WRITTEN PROBLEM
Echo the records beginning at the line that contains "Could you check if any cobblestone" and stopping after the line that contains "[0,0,193,101]", with both of those lines included.

··· RECORD EXCERPTS ···

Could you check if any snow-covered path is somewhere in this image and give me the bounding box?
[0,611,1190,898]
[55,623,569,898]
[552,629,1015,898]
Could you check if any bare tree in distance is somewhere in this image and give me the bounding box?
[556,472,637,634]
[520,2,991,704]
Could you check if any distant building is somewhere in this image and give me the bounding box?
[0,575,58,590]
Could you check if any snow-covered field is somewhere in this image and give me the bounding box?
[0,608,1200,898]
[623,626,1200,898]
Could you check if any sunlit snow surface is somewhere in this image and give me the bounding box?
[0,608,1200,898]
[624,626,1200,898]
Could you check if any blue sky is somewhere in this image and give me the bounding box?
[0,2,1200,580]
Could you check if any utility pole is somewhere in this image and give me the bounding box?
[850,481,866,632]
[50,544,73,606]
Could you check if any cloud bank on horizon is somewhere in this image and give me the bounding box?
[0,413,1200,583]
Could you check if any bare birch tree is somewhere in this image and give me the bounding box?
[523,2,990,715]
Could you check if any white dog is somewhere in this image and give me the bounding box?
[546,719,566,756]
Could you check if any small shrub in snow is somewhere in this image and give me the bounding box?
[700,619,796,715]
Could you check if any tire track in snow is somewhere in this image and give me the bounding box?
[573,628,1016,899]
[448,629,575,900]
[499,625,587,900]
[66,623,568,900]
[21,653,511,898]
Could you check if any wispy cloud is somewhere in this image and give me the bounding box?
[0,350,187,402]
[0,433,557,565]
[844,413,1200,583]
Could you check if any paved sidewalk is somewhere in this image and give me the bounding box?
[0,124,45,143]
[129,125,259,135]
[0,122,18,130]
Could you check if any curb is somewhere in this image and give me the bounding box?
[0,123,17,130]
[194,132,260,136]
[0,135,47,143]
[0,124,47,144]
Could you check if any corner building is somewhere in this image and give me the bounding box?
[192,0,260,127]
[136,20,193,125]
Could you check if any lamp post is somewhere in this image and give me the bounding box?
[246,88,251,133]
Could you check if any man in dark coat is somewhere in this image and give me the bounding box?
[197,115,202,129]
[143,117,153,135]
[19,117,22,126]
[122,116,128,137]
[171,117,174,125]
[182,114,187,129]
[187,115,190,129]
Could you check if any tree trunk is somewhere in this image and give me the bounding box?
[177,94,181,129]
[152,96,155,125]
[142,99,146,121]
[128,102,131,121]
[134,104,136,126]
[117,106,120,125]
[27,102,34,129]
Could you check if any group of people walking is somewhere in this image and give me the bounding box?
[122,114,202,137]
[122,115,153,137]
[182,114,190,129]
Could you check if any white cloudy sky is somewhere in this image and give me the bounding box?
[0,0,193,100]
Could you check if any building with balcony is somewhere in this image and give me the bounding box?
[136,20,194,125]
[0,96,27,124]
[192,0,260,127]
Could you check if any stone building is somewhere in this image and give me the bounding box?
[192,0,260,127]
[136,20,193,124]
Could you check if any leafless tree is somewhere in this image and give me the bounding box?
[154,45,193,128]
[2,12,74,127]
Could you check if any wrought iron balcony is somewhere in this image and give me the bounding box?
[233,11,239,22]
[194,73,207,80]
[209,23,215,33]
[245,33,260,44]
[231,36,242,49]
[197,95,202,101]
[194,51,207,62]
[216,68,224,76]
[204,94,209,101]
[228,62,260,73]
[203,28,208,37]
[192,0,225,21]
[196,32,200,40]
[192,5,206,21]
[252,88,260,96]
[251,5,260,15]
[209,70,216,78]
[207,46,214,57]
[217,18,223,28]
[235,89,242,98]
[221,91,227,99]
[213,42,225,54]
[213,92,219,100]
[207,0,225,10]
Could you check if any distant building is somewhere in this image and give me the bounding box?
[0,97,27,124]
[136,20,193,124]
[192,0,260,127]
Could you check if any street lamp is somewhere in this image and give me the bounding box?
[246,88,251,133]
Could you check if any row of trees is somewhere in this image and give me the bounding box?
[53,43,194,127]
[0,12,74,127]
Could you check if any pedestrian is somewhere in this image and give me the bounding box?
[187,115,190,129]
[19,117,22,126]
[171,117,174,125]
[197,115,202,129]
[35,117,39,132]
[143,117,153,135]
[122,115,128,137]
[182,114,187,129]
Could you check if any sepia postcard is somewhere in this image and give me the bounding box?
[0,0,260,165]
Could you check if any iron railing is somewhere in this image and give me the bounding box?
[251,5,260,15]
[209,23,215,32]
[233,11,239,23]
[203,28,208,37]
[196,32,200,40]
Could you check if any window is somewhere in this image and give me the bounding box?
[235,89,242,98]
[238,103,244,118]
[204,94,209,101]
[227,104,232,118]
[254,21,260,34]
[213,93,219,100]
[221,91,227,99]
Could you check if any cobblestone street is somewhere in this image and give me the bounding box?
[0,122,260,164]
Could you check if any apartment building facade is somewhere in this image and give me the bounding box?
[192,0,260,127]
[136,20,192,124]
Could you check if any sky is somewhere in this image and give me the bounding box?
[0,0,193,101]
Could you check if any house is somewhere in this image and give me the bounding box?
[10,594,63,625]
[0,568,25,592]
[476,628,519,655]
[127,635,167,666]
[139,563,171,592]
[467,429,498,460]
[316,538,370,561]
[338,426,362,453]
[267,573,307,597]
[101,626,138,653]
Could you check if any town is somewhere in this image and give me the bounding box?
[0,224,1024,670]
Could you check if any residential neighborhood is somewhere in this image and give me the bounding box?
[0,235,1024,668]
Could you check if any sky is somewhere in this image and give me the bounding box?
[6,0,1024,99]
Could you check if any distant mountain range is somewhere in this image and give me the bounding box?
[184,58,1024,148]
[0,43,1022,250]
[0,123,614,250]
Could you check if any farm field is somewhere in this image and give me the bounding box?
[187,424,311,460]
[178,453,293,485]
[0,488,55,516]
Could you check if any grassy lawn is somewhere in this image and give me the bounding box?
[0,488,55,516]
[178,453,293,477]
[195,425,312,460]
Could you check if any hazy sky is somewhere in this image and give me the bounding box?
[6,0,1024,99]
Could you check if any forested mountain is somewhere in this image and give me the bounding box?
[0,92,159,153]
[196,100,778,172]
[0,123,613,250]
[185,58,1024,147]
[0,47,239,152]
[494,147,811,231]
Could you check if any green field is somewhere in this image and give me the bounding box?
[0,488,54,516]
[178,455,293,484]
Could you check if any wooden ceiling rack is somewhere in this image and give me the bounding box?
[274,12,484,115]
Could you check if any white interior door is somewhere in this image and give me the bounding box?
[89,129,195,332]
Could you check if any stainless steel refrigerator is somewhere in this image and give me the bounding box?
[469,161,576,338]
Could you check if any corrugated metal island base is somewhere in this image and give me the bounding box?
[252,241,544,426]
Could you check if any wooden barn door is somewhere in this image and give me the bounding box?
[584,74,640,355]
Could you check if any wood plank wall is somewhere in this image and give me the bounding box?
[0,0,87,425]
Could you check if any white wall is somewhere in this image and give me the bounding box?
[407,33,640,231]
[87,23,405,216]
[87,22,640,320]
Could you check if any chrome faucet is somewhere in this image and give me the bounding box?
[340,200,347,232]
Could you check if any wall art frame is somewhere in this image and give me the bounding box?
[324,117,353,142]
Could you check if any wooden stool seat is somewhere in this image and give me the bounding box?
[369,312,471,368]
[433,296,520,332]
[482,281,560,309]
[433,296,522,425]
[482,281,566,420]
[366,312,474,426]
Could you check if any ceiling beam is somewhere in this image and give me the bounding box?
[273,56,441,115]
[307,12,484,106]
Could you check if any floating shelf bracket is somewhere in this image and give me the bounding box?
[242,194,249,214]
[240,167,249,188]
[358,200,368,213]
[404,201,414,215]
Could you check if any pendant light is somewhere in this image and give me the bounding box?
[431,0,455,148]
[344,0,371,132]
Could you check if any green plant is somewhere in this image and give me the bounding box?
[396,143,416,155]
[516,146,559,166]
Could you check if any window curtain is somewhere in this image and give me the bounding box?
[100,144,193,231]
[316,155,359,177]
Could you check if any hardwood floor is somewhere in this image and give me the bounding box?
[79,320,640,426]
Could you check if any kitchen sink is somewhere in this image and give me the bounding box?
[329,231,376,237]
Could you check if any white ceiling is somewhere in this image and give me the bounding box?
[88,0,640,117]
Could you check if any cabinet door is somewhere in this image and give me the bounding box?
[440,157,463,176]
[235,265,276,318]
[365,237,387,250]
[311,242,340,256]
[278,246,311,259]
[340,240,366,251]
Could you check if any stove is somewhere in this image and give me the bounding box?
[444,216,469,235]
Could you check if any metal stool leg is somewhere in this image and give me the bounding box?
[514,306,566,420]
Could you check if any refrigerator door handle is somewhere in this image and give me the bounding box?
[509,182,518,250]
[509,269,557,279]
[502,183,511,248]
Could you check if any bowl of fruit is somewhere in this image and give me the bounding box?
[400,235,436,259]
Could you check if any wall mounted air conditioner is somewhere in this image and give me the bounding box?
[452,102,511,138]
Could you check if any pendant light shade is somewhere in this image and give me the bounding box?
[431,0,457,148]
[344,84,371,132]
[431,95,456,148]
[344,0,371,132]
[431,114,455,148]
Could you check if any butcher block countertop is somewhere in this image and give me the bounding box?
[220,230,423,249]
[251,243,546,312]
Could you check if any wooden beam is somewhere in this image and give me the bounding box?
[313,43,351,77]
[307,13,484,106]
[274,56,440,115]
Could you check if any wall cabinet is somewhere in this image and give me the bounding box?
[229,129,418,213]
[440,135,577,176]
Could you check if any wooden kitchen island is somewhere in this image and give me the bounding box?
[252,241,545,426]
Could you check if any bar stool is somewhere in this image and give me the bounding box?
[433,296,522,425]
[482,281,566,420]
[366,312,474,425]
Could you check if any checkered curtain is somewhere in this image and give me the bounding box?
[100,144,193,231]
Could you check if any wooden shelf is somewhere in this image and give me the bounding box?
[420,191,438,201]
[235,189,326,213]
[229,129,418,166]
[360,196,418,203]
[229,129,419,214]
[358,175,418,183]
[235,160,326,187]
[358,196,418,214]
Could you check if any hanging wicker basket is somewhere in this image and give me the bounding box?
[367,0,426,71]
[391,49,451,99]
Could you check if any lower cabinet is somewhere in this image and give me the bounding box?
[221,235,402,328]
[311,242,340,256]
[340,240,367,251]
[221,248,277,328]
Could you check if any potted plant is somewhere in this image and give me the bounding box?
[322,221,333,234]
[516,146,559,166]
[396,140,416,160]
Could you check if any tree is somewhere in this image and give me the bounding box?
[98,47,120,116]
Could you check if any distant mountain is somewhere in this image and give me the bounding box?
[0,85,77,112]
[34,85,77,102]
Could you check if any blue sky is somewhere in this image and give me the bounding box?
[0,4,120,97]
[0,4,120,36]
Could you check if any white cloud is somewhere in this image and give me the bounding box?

···

THE OUTPUT
Could you check if any cobblestone street is somewhere in this image and give me the bounding box?
[0,122,260,164]
Could you check if any apartment building facade is somewhere in this image and give me the bounding box?
[192,0,260,127]
[136,20,192,124]
Could you check if any sky is somewhere in this image and give me the bounding box?
[0,0,193,101]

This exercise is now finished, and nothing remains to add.